§ What you need to do:
From the first line to the last, reproduce the records below exactly, omitting any picture.
★ ★ ★
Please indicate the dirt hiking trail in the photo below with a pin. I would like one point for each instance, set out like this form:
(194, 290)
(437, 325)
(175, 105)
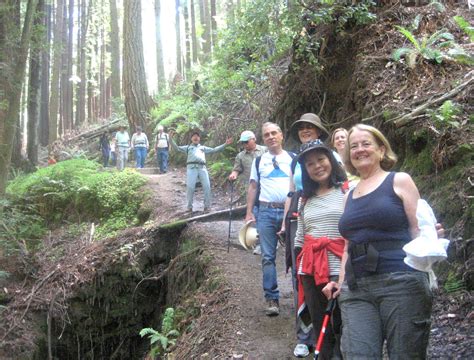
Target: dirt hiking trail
★ ★ ★
§ Solution for this task:
Please indicate the dirt hiking trail in the photo below with a pin. I would like one point for each instance, set out like this form:
(194, 290)
(437, 325)
(175, 105)
Target: dirt hiking trail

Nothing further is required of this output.